Re: [f2fs-dev] [PATCH RESEND] f2fs: fix concurrent problem for updating free bitmap
From: Chao Yu
Date: Tue Nov 21 2017 - 09:34:28 EST
On 2017/11/21 16:01, LiFan wrote:
>
>
>> -----Original Message-----
>> From: Chao Yu [mailto:yuchao0@xxxxxxxxxx]
>> Sent: Monday, November 20, 2017 11:00 AM
>> To: LiFan; 'Chao Yu'; 'Jaegeuk Kim'
>> Cc: linux-kernel@xxxxxxxxxxxxxxx; linux-f2fs-devel@xxxxxxxxxxxxxxxxxxxxx
>> Subject: Re: [f2fs-dev] [PATCH RESEND] f2fs: fix concurrent problem for updating free bitmap
>>
>> Hi,
>>
>>> @@ -1870,6 +1895,11 @@ static bool add_free_nid(struct f2fs_sb_info
>>> *sbi, nid_t nid, bool build)
>>
>> Need to use radix_tree_preload(GFP_NOFS | __GFP_NOFAIL)ï otherwise, for out-of-memory case, we may skip bitmap updating.
>>
>> Thanks,
>>
>>
> Yes, about this, in previous version, if we fail to read the radix, we will clear the free bitmap in scan_nat_page,
> But fail to read the radix tree indicates that we know nothing about current nid, so we probably shouldn't
> change the bitmap, otherwise the status we change into may not be right, so I use current patch to correct
> that.
I don't think we can skip changing the bitmap. In scan_nat_page we will enable
in-memory free nid bitmap cache, then, free nid usage in that block will be
updated in memory all the time, which means we should also keep its update being
correct during initialization, otherwise if we skip changing bitmap due to fail
to call radix_tree_preload, we will lose chance to use that free nid until remount.

> Photo object pointing records
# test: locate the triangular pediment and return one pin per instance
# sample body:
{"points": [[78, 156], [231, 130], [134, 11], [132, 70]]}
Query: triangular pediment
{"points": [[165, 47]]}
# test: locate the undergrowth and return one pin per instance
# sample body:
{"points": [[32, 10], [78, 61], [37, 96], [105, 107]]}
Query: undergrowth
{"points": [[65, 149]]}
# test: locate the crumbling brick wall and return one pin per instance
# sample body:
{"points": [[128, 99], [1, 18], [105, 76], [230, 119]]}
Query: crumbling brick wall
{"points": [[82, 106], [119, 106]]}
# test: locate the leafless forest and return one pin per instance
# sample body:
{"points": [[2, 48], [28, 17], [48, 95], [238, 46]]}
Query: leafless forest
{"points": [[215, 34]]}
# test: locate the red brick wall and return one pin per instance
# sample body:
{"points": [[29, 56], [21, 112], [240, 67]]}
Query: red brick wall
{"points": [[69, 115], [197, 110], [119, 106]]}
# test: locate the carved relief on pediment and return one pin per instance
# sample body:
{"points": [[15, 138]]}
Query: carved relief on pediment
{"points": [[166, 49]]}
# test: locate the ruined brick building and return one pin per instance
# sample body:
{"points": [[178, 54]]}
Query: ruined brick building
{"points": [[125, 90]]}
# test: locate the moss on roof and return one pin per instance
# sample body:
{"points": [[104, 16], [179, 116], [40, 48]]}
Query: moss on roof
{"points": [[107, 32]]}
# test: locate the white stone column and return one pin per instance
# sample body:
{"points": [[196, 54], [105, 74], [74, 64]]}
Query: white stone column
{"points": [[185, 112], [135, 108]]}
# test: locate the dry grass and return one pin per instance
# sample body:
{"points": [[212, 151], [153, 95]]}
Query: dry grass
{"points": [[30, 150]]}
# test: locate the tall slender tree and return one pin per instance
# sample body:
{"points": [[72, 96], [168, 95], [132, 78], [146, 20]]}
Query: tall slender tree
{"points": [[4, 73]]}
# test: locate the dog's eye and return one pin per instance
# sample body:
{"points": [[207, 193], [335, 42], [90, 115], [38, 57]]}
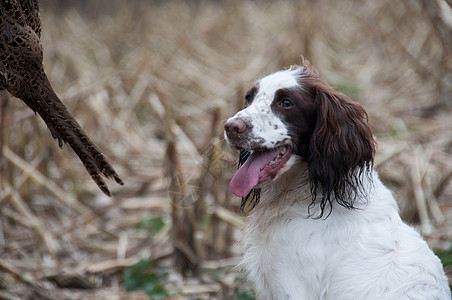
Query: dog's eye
{"points": [[286, 103]]}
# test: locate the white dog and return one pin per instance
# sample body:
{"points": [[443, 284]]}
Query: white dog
{"points": [[323, 226]]}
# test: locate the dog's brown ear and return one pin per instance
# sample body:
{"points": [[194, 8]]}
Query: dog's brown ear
{"points": [[341, 149]]}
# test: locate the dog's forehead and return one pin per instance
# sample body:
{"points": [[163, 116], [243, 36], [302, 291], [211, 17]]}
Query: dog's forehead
{"points": [[273, 82]]}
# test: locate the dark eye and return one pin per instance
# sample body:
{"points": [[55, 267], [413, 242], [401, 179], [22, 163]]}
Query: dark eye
{"points": [[286, 103]]}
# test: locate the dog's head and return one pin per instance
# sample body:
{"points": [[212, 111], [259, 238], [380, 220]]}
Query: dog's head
{"points": [[292, 115]]}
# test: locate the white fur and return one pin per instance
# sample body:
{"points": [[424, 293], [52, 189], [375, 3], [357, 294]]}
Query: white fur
{"points": [[268, 129], [363, 253]]}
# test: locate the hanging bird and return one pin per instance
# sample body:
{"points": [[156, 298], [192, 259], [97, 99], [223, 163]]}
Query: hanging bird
{"points": [[22, 75]]}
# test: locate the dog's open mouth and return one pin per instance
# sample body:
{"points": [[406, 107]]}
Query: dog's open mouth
{"points": [[261, 166]]}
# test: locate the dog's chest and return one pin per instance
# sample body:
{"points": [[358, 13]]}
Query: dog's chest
{"points": [[285, 255]]}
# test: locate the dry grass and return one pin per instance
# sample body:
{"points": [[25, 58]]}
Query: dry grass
{"points": [[152, 85]]}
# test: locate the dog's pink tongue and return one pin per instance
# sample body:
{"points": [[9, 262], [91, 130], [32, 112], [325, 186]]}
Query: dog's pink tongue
{"points": [[248, 175]]}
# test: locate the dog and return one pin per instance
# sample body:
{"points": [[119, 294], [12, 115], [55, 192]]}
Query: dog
{"points": [[322, 224]]}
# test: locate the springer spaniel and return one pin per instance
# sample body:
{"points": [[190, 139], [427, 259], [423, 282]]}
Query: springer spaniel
{"points": [[322, 225]]}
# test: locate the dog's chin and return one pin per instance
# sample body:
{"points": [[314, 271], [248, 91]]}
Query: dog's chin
{"points": [[285, 174]]}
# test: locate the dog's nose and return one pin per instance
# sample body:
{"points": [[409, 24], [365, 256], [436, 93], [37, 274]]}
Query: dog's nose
{"points": [[234, 127]]}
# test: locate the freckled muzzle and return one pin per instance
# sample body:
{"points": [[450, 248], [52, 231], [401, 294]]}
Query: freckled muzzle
{"points": [[264, 163]]}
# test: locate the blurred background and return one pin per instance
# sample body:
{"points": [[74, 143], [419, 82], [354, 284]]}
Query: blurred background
{"points": [[152, 83]]}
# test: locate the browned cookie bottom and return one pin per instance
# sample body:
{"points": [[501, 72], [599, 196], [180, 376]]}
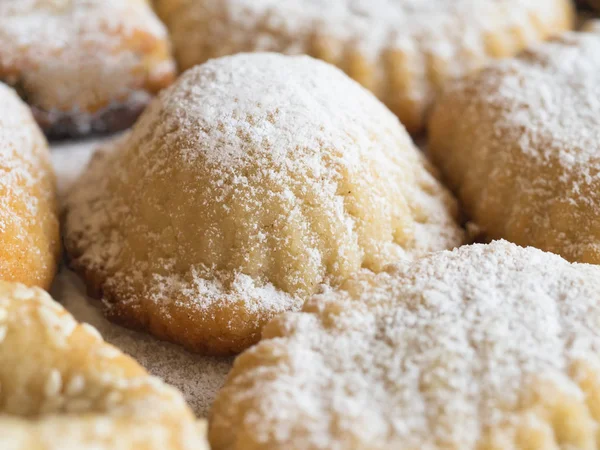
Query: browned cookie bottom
{"points": [[116, 117]]}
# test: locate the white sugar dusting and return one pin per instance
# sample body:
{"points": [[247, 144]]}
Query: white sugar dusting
{"points": [[242, 188], [197, 377], [435, 355], [81, 56]]}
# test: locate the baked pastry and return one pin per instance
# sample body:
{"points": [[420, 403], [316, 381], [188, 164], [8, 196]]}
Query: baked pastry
{"points": [[402, 50], [594, 4], [520, 144], [249, 183], [29, 230], [485, 347], [83, 65], [63, 387]]}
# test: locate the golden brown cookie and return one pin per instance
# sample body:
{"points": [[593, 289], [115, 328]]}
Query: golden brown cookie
{"points": [[402, 50], [520, 144], [29, 230], [63, 387], [83, 65], [252, 181], [488, 347]]}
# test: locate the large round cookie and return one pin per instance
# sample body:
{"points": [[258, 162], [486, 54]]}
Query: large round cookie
{"points": [[520, 144], [402, 50], [488, 347], [63, 387], [242, 188], [83, 65], [29, 230]]}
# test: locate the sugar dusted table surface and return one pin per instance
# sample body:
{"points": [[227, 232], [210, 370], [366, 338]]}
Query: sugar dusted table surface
{"points": [[198, 377]]}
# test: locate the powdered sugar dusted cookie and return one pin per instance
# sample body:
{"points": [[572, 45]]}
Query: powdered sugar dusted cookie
{"points": [[402, 50], [63, 387], [29, 230], [249, 183], [485, 347], [83, 65], [520, 144]]}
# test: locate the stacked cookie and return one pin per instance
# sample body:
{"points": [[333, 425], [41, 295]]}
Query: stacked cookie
{"points": [[269, 204]]}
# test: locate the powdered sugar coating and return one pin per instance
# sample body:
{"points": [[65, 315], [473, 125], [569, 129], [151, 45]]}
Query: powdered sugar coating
{"points": [[485, 347], [402, 50], [62, 388], [520, 143], [252, 181], [29, 234], [78, 61]]}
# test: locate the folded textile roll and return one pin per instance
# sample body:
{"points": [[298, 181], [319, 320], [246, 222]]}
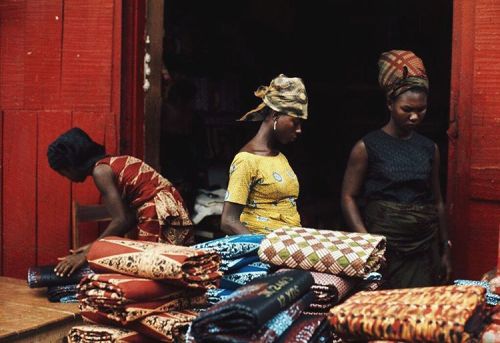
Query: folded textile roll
{"points": [[328, 290], [428, 314], [491, 334], [309, 329], [244, 275], [100, 333], [62, 293], [157, 261], [251, 306], [235, 251], [333, 252], [215, 295], [124, 299], [167, 326], [45, 276]]}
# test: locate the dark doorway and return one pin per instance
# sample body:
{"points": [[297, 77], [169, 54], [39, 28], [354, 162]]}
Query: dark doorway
{"points": [[218, 53]]}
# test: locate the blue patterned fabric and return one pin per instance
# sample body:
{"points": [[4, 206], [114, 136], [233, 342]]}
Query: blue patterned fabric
{"points": [[244, 275], [214, 295], [63, 294], [236, 251], [491, 298]]}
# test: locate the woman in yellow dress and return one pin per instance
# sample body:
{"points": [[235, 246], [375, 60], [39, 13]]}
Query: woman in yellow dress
{"points": [[263, 189]]}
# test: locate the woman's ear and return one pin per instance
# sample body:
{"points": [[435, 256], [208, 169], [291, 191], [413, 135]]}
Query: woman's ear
{"points": [[390, 104]]}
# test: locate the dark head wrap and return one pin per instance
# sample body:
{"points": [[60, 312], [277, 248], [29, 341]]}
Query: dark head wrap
{"points": [[401, 70], [74, 149]]}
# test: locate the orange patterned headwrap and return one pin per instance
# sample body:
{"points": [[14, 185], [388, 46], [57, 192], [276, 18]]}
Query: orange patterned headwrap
{"points": [[399, 71]]}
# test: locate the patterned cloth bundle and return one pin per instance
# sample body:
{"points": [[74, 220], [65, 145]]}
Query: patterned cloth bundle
{"points": [[63, 294], [124, 299], [428, 314], [45, 276], [59, 288], [158, 261], [167, 326], [328, 291], [99, 333], [333, 252], [259, 311], [491, 298], [309, 329], [214, 295], [240, 262]]}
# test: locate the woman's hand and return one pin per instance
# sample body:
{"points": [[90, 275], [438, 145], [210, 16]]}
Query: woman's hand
{"points": [[69, 264]]}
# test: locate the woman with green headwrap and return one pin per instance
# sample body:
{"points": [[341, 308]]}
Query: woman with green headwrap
{"points": [[395, 171], [263, 189]]}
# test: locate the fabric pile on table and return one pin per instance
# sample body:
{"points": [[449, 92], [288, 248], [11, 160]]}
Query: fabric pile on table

> TASKS TO COMPLETE
- A) In the f2fs patch reply, until when does Chao Yu say a free nid can no longer be used if the bitmap change is skipped?
- B) Continue the f2fs patch reply from the point where it stops.

> RESPONSES TO THE TASKS
- A) Until remount.

- B)
Thanks,
> But __GFP_NOFAIL may still be useful for __flush_nat_entry_set case where we update the free bitmap
> Anyway.
>
>> On 2017/11/14 15:28, LiFan wrote:
>>> alloc_nid_failed and scan_nat_page can be called at the same time, and
>>> we haven't protected add_free_nid and update_free_nid_bitmap with the
>>> same nid_list_lock. That could lead to
>>>
>>> Thread A Thread B
>>> - __build_free_nids
>>> - scan_nat_page
>>> - add_free_nid
>>> - alloc_nid_failed
>>> - update_free_nid_bitmap
>>> - update_free_nid_bitmap
>>>
>>> scan_nat_page will clear the free bitmap since the nid is
>>> PREALLOC_NID, but alloc_nid_failed needs to set the free bitmap. This
>>> results in free nid with free bitmap cleared.
>>> This patch update the bitmap under the same nid_list_lock in add_free_nid.
>>>
>>> Signed-off-by: Fan li <fanofcode.li@xxxxxxxxxxx>
>>> ---
>>> fs/f2fs/node.c | 82
>>> ++++++++++++++++++++++++++++++----------------------------
>>> 1 file changed, 42 insertions(+), 40 deletions(-)
>>>
>>> diff --git a/fs/f2fs/node.c b/fs/f2fs/node.c index b965a53..0a217d2
>>> 100644
>>> --- a/fs/f2fs/node.c
>>> +++ b/fs/f2fs/node.c
>>> @@ -1811,8 +1811,33 @@ static void __move_free_nid(struct f2fs_sb_info *sbi, struct free_nid *i,
>>> }
>>> }
>>>
>>> +static void update_free_nid_bitmap(struct f2fs_sb_info *sbi, nid_t nid,
>>> + bool set, bool build)
>>> +{
>>> + struct f2fs_nm_info *nm_i = NM_I(sbi);
>>> + unsigned int nat_ofs = NAT_BLOCK_OFFSET(nid);
>>> + unsigned int nid_ofs = nid - START_NID(nid);
>>> +
>>> + if (!test_bit_le(nat_ofs, nm_i->nat_block_bitmap))
>>> + return;
>>> +
>>> + if (set) {
>>> + if (test_bit_le(nid_ofs, nm_i->free_nid_bitmap[nat_ofs]))
>>> + return;
>>> + __set_bit_le(nid_ofs, nm_i->free_nid_bitmap[nat_ofs]);
>>> + nm_i->free_nid_count[nat_ofs]++;
>>> + } else {
>>> + if (!test_bit_le(nid_ofs, nm_i->free_nid_bitmap[nat_ofs]))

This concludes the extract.